#### [INSTRUCTION 1]
In the records, update the lines from the line with "baseboard, that would help a great deal." up to and including the line with "POLYGON ((183 148, 184", replacing "white baseboard" with "painted baseboard" and leaving everything else unchanged. Give only those lines.

#### [TEXT SHOWN]

You are viewing a plain text version of this content. The canonical link for it is here.
Posted to commits@tvm.apache.org by GitBox <gi...@apache.org> on 2022/04/05 21:55:51 UTC

[GitHub] [tvm] csullivan opened a new pull request, #10909: [Hexagon] Less aggressive adb state clean up

csullivan opened a new pull request, #10909:
URL: https://github.com/apache/tvm/pull/10909

   Changes:
   - Issue SIGINT before SIGKILL to allow the server time to clean up and unbind the port on Android
   - Only remove forward (and reversed) ports set during a given session rather than globally applying remove all.


-- 
This is an automated message from the Apache Git Service.
To respond to the message, please log on to GitHub and use the
URL above to go to the specific comment.

To unsubscribe, e-mail: commits-unsubscribe@tvm.apache.org

For queries about this service, please contact Infrastructure at:
users@infra.apache.org


[GitHub] [tvm] Lunderberg commented on a diff in pull request #10909: [Hexagon] Less aggressive adb state clean up

Posted by GitBox <gi...@apache.org>.
Lunderberg commented on code in PR #10909:
URL: https://github.com/apache/tvm/pull/10909#discussion_r849650057


##########
python/tvm/contrib/hexagon/build.py:
##########
@@ -356,26 +358,46 @@ def _copy_binaries(self):
         for item in self.ANDROID_HEXAGON_RPC_FILES:
             self._copy_to_remote(lib_dir / item, self._workspace / item)
 
+    def _process_forwarded_ports(self):
+        forwarded_ports = subprocess.check_output(self._adb_device_sub_cmd + ["forward", "--list"])
+        existing_forwards = []
+        for forward in str(forwarded_ports).split("\\n"):
+            entry = forward.split()
+            if len(entry) == 3:
+                _, local, _ = entry
+                existing_forwards.append(int(local.strip("tcp:")))
+        return existing_forwards
+
+    def _forward_ports(self, rpc_server_port, existing_forwards):
+        # Enable port forward for RPC server. We forward the first ten open ports
+        # starting from the rpc_server_port
+        port = rpc_server_port
+        while len(self.forwarded_ports_) < 10:

Review Comment:
   I believe the total number of ports isn't important, instead trying to match the port range that may be attempted a server, when it searches for an available port to listen on.  How often is the port already forwarded or in use, and would be be better to throw an error in those cases?



##########
python/tvm/contrib/hexagon/build.py:
##########
@@ -356,26 +358,46 @@ def _copy_binaries(self):
         for item in self.ANDROID_HEXAGON_RPC_FILES:
             self._copy_to_remote(lib_dir / item, self._workspace / item)
 
+    def _process_forwarded_ports(self):

Review Comment:
   Nit: Rename to `_existing_forwarded_ports` or `_get_forwarded_ports`.  The current name reads as if this is performing some processing on each forwarded port.



##########
python/tvm/contrib/hexagon/build.py:
##########
@@ -356,26 +358,46 @@ def _copy_binaries(self):
         for item in self.ANDROID_HEXAGON_RPC_FILES:
             self._copy_to_remote(lib_dir / item, self._workspace / item)

#### [INSTRUCTION 2]
Condense the review comment in the pull request thread that begins "Nit: Rename to" into a single shorter sentence that keeps its main points.

#### [INPUT]
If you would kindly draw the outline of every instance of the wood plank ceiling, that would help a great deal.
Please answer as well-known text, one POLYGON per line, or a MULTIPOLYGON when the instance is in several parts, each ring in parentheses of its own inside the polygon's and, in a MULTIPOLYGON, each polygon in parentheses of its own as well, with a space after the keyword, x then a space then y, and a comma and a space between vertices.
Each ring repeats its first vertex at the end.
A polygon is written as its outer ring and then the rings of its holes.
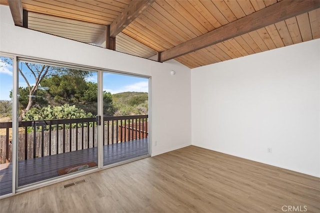
POLYGON ((192 68, 320 37, 318 0, 152 0, 142 1, 147 2, 143 9, 138 1, 21 0, 30 12, 28 28, 106 46, 106 26, 110 25, 112 34, 118 34, 116 50, 146 58, 162 52, 160 60, 174 58, 192 68), (134 6, 140 11, 130 16, 134 6), (130 21, 114 29, 126 15, 130 21), (246 31, 250 25, 258 28, 246 31), (121 32, 114 33, 117 29, 121 32))

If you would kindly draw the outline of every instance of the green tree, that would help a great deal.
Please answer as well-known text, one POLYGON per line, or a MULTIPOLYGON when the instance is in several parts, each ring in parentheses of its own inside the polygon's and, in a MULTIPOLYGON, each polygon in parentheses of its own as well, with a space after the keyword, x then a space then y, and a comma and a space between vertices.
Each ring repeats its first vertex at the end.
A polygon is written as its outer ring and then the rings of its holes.
POLYGON ((42 85, 49 88, 48 93, 54 101, 60 104, 78 103, 88 88, 85 76, 68 73, 47 77, 42 85))
MULTIPOLYGON (((19 108, 21 110, 26 109, 29 103, 29 90, 27 87, 19 87, 18 92, 19 108)), ((48 104, 46 99, 46 93, 42 90, 37 90, 32 98, 32 106, 42 106, 48 104)), ((12 98, 12 91, 10 91, 10 98, 12 98)))
POLYGON ((134 96, 129 100, 128 103, 130 106, 138 105, 148 100, 148 94, 144 94, 138 96, 134 96))

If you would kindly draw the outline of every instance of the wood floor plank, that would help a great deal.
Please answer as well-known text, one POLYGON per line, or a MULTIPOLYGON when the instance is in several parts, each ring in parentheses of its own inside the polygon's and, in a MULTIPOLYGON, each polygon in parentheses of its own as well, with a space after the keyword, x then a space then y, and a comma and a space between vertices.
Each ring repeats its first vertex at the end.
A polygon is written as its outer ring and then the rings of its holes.
MULTIPOLYGON (((148 138, 138 139, 104 146, 104 165, 130 159, 148 153, 148 138)), ((87 162, 97 162, 98 148, 20 161, 18 162, 18 184, 22 186, 58 177, 58 170, 87 162)), ((0 167, 0 195, 11 192, 12 165, 0 167)))

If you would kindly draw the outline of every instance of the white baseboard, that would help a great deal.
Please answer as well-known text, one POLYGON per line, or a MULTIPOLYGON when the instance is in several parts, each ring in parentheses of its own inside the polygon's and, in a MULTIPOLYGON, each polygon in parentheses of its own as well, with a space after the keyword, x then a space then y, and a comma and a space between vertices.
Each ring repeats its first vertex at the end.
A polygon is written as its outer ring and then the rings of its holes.
POLYGON ((183 148, 184 147, 191 146, 190 144, 184 144, 181 145, 177 146, 176 147, 170 147, 169 149, 166 149, 164 150, 158 151, 156 152, 152 152, 151 153, 151 157, 156 156, 156 155, 160 155, 162 154, 166 153, 166 152, 171 152, 172 151, 176 150, 176 149, 183 148))
POLYGON ((316 178, 320 178, 320 176, 316 175, 316 174, 310 174, 310 173, 306 173, 306 172, 302 172, 300 171, 298 171, 296 170, 293 170, 293 169, 292 169, 291 168, 286 168, 286 167, 284 167, 284 166, 281 166, 281 165, 276 165, 276 164, 270 164, 270 163, 269 163, 268 162, 264 162, 263 161, 259 161, 259 160, 257 160, 256 159, 252 159, 250 158, 248 158, 248 157, 245 157, 242 156, 240 156, 240 155, 236 155, 236 154, 234 154, 233 153, 231 154, 231 153, 226 153, 226 152, 222 152, 220 150, 214 150, 214 149, 212 149, 208 148, 208 147, 205 147, 204 146, 199 146, 199 145, 196 145, 194 144, 192 144, 192 146, 194 146, 196 147, 200 147, 200 148, 202 148, 208 149, 208 150, 212 150, 212 151, 215 151, 215 152, 220 152, 220 153, 221 153, 226 154, 226 155, 232 155, 232 156, 238 157, 238 158, 243 158, 244 159, 249 160, 250 161, 254 161, 256 162, 260 163, 262 164, 266 164, 266 165, 272 166, 274 166, 274 167, 278 167, 280 168, 284 169, 286 169, 286 170, 290 170, 290 171, 294 171, 294 172, 298 172, 299 173, 304 174, 305 175, 310 175, 310 176, 314 176, 314 177, 316 177, 316 178))

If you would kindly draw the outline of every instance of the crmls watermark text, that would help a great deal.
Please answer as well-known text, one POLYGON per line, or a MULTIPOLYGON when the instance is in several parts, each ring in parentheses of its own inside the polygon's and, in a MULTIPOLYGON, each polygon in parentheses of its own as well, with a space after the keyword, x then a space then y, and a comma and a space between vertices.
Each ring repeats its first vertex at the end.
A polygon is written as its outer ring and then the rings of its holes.
POLYGON ((306 206, 291 206, 284 205, 281 208, 282 212, 306 212, 308 210, 306 209, 306 206))

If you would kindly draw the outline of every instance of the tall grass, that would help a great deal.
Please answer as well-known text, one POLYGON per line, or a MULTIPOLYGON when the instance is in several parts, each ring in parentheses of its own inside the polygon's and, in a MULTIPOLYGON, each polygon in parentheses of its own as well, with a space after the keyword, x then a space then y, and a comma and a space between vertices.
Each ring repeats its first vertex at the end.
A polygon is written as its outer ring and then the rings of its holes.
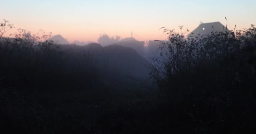
POLYGON ((152 58, 151 76, 178 115, 172 119, 196 133, 246 131, 256 123, 256 28, 223 28, 187 38, 165 29, 168 41, 152 58))

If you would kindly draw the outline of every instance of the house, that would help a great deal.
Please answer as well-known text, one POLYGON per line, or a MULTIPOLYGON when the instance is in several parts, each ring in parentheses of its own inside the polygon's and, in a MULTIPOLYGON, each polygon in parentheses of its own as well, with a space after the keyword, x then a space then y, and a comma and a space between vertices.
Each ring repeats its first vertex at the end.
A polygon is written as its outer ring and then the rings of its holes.
MULTIPOLYGON (((229 31, 228 29, 227 30, 229 31)), ((187 35, 187 37, 197 36, 199 34, 200 36, 208 34, 211 34, 213 31, 225 32, 226 31, 226 26, 222 25, 219 22, 205 23, 201 23, 198 27, 187 35)))

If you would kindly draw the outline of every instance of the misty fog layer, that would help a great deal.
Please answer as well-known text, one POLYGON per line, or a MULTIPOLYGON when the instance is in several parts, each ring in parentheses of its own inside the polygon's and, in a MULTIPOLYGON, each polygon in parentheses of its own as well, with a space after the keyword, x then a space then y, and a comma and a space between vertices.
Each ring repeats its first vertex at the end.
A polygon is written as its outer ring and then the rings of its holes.
POLYGON ((81 45, 4 21, 0 133, 255 133, 256 28, 213 24, 81 45))

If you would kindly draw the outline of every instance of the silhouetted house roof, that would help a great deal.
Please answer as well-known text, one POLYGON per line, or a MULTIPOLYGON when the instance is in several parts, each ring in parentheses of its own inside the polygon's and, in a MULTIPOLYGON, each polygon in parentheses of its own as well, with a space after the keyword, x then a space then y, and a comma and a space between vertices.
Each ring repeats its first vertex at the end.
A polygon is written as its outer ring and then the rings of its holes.
MULTIPOLYGON (((219 22, 215 22, 208 23, 201 23, 199 26, 191 33, 187 35, 187 37, 191 36, 197 36, 198 34, 200 35, 207 34, 210 34, 212 31, 218 31, 224 32, 226 31, 226 26, 222 25, 219 22), (192 34, 193 33, 194 34, 192 34)), ((228 31, 229 31, 228 29, 228 31)))

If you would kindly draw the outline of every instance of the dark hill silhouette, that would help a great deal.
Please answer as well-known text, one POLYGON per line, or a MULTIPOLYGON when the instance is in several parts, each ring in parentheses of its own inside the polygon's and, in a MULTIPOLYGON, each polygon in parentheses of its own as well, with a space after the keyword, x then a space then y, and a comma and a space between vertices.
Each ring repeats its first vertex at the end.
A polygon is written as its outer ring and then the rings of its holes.
POLYGON ((111 45, 102 47, 97 43, 85 46, 74 45, 60 45, 66 53, 90 54, 96 61, 103 82, 107 84, 113 82, 124 84, 134 83, 132 78, 146 80, 149 77, 146 65, 149 62, 134 50, 128 47, 111 45))
POLYGON ((55 35, 50 38, 50 39, 48 39, 48 40, 53 41, 55 43, 59 44, 64 45, 70 44, 70 43, 59 34, 55 35))

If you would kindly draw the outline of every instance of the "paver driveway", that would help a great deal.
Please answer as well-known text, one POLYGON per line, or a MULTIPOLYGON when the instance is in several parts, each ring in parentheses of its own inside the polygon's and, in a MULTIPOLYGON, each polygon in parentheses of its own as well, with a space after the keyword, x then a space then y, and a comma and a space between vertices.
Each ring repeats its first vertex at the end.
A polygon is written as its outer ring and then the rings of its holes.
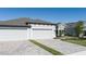
POLYGON ((39 48, 30 41, 0 42, 0 55, 51 55, 48 51, 39 48))
POLYGON ((58 50, 63 54, 71 54, 86 50, 86 47, 61 41, 60 39, 38 39, 37 41, 53 48, 54 50, 58 50))

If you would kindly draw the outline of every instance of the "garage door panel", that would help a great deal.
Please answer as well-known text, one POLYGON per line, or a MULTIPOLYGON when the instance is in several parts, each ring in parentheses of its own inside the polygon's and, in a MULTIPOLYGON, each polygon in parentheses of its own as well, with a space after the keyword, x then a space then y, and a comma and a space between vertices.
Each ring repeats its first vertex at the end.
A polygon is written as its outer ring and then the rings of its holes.
POLYGON ((36 39, 50 39, 52 34, 52 29, 33 29, 33 38, 36 39))

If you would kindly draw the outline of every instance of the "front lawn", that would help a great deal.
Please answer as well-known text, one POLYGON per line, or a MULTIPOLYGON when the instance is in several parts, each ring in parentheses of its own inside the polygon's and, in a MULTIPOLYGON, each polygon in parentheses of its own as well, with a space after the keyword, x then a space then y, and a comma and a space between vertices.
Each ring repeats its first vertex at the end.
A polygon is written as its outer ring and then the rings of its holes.
POLYGON ((50 48, 50 47, 47 47, 47 46, 45 46, 45 44, 41 44, 40 42, 38 42, 38 41, 36 41, 36 40, 29 40, 29 41, 33 42, 33 43, 35 43, 36 46, 38 46, 38 47, 45 49, 46 51, 52 53, 53 55, 62 55, 61 52, 59 52, 59 51, 57 51, 57 50, 54 50, 54 49, 52 49, 52 48, 50 48))
POLYGON ((81 44, 86 47, 86 39, 83 38, 77 38, 77 37, 66 37, 64 39, 61 39, 63 41, 81 44))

#### [REPLY 1]
If you would kindly draw the outline of every instance of the painted baseboard, that would help a great deal.
Please answer as well-known text, one POLYGON per line, or a MULTIPOLYGON when the instance is in several parts, each ring in parentheses of its own inside the polygon's and, in a MULTIPOLYGON, each polygon in parentheses of its own as well, with a space after the keyword, x then a space then y, and a comma and a space between vertices.
Each ring repeats its first vertex at the end.
A polygon is written as its outer ring and then the rings of its holes.
POLYGON ((183 148, 184 147, 191 146, 190 144, 184 144, 181 145, 177 146, 176 147, 170 147, 169 149, 166 149, 164 150, 158 151, 156 152, 152 152, 151 153, 151 157, 156 156, 156 155, 160 155, 162 154, 166 153, 166 152, 171 152, 172 151, 176 150, 176 149, 183 148))

#### [REPLY 2]
Rename it to `_existing_forwarded_ports` or `_get_forwarded_ports`, because the current name suggests it processes each forwarded port.